# REQUIRED TASK:
Start at the line containing "Where can the white bed" and transcribe every line exactly through the end of the records below, and only those lines.

------------------------------------------------------------

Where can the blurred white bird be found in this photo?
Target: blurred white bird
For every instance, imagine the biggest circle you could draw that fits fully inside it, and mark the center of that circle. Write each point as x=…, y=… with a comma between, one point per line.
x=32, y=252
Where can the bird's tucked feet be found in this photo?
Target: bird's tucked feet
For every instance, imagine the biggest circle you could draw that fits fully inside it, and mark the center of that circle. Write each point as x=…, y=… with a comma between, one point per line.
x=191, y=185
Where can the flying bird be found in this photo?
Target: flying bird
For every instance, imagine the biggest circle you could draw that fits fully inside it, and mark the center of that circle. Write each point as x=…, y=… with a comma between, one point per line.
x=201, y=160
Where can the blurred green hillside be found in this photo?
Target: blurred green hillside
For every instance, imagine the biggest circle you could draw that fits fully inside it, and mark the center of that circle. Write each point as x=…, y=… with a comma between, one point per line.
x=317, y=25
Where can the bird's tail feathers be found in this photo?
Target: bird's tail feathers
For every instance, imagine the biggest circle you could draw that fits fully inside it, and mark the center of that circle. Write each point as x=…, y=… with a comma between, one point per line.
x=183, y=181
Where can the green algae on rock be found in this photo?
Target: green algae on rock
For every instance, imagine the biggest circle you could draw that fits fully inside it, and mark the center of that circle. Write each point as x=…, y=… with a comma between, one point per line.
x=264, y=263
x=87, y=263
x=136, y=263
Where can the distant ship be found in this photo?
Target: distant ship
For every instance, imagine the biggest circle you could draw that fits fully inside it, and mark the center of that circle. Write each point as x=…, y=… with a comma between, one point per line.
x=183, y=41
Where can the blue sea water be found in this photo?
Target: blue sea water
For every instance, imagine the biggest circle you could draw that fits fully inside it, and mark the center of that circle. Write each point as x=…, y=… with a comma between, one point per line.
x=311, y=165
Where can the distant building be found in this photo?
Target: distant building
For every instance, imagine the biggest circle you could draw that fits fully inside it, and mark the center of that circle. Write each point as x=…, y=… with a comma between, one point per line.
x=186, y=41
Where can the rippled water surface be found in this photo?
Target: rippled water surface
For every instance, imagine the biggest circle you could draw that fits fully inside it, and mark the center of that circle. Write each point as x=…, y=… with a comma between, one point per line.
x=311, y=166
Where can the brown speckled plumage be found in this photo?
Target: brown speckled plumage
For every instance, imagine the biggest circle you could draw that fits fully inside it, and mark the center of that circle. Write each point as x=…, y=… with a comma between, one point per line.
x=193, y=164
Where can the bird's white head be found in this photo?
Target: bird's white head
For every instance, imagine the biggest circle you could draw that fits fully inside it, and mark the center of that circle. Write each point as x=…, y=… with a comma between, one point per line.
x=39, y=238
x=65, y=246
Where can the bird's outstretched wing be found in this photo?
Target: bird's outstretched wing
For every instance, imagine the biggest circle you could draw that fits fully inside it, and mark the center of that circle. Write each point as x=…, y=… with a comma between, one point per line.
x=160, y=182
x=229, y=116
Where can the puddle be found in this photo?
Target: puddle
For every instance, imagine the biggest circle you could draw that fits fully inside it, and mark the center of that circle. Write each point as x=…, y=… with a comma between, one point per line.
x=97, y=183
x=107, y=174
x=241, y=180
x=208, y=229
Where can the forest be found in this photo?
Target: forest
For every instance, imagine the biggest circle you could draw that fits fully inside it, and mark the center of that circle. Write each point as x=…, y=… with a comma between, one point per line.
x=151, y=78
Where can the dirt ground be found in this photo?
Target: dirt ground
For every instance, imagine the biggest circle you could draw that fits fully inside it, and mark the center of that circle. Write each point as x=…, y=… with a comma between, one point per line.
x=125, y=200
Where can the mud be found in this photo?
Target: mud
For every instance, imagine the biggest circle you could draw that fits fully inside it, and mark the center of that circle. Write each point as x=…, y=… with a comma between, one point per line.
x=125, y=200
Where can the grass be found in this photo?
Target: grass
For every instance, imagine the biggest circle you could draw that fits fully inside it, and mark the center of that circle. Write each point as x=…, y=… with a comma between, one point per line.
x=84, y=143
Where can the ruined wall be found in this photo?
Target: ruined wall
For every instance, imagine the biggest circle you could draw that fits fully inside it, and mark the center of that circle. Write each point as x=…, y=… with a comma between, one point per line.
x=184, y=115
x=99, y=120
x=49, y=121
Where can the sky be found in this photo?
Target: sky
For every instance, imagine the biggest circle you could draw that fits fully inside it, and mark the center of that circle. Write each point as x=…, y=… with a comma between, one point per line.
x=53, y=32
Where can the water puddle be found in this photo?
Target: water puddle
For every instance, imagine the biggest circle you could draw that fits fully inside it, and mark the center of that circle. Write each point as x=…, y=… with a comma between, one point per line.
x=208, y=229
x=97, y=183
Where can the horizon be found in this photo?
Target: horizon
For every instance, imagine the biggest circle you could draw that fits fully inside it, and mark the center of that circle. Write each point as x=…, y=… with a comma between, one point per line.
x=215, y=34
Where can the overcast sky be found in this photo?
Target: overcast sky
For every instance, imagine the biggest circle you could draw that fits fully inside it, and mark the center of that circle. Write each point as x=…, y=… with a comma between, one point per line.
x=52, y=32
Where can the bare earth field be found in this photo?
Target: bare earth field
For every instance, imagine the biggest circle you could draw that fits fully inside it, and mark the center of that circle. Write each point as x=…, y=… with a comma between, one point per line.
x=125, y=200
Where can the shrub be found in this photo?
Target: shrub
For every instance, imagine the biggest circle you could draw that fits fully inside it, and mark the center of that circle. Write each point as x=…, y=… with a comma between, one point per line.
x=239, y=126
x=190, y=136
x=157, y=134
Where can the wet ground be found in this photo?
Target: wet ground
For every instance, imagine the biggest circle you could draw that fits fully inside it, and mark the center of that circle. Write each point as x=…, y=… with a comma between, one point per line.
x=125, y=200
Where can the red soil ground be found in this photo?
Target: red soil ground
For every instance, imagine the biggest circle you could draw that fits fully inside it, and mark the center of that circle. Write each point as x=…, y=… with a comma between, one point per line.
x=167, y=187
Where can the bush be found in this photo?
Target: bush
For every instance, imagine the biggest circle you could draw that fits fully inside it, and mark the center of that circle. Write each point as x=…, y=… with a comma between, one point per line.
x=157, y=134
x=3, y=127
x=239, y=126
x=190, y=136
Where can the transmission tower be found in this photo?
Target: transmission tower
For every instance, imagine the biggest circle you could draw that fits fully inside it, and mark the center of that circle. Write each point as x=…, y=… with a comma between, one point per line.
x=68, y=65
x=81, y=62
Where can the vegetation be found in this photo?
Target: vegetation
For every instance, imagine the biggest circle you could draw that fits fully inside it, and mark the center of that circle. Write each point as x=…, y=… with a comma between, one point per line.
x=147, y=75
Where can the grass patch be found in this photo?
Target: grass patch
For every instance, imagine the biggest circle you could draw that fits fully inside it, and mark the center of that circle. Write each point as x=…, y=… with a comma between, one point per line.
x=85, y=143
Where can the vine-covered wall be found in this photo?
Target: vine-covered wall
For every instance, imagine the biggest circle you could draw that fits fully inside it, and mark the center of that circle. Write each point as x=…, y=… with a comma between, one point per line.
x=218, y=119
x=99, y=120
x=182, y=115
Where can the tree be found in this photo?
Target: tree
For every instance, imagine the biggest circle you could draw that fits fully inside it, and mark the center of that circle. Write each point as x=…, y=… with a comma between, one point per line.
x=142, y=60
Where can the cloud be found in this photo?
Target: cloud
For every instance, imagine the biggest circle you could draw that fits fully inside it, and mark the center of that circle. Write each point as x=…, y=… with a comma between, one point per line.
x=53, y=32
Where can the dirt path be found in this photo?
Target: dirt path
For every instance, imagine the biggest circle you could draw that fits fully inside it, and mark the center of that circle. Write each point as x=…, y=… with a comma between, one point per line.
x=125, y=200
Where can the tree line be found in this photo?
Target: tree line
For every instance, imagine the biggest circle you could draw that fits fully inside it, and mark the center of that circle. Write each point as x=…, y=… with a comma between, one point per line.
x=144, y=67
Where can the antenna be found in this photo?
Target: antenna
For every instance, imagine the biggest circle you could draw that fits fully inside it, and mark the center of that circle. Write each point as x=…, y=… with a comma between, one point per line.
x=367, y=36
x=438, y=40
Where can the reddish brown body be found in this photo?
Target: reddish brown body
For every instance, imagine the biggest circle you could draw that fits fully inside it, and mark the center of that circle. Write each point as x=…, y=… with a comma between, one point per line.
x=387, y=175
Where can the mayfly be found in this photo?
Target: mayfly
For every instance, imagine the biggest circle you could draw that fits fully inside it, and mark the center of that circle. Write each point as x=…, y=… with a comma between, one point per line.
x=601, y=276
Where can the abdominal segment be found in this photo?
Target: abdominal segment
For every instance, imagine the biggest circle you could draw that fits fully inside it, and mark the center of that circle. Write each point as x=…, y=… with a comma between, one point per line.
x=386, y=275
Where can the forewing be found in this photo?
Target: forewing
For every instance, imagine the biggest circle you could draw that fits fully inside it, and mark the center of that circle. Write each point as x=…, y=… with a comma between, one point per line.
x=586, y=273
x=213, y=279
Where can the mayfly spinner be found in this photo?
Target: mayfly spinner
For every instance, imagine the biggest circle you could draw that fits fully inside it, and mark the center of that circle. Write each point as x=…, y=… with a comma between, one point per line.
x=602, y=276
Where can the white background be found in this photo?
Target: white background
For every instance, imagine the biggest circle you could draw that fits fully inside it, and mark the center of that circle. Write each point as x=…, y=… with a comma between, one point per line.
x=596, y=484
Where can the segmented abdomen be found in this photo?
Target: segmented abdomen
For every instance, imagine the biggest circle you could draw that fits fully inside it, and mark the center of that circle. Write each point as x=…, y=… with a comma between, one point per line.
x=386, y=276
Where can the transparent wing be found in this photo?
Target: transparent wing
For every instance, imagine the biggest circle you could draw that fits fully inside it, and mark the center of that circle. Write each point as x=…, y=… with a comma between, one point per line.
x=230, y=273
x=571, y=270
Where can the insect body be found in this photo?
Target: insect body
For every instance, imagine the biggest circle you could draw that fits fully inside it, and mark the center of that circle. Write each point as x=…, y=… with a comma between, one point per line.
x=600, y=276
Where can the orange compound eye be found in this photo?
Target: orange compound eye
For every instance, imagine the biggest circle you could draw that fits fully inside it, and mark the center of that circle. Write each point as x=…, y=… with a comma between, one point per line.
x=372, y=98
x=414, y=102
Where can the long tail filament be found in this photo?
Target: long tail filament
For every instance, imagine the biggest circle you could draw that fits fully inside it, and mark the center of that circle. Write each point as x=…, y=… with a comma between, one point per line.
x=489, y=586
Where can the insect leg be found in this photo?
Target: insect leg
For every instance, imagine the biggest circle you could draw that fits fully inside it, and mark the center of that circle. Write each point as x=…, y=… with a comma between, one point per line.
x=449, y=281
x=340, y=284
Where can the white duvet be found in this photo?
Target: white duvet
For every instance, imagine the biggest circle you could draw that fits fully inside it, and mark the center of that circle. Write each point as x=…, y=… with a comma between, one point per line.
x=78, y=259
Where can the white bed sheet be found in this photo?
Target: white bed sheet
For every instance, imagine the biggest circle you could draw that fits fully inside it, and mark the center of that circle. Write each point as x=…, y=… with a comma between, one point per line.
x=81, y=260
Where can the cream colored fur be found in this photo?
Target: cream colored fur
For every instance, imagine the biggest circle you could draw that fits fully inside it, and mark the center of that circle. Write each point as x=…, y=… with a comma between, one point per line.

------------------------------------------------------------

# FINISHED TASK:
Where can the white bed sheet be found in this photo?
Target: white bed sheet
For every instance, imagine the biggest circle you could draw that fits fully inside it, and mark the center of that circle. Write each point as x=…, y=… with a comma between, one point per line.
x=81, y=260
Where can the cream colored fur be found in this photo?
Target: cream colored fur
For every instance, imagine the biggest circle you could draw that fits fully inside it, and mark the center of that circle. Write each point as x=…, y=… with a comma between, one point per line.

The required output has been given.